Substitute "red plastic chair" for "white plastic chair" throughout the rows below and write the lines out again with nothing else changed. Leave out the pictures.

**** Source material

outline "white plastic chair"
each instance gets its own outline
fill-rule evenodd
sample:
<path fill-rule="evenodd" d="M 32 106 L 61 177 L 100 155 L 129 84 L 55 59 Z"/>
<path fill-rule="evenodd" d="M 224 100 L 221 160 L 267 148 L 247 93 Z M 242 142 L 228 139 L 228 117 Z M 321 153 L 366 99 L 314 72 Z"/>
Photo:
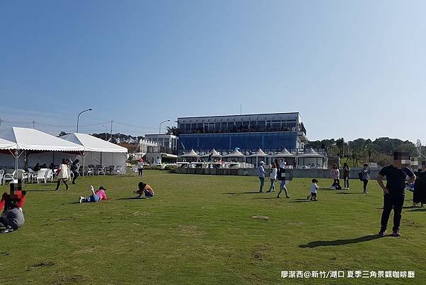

********

Expected output:
outline "red plastic chair"
each instance gets its own outline
fill-rule evenodd
sample:
<path fill-rule="evenodd" d="M 32 106 L 61 177 L 100 155 L 129 84 L 55 59 Z"/>
<path fill-rule="evenodd" d="M 224 100 L 221 160 L 267 148 L 247 93 Z M 242 142 L 228 139 L 228 117 Z M 321 153 L 366 99 L 314 72 Z"/>
Photo:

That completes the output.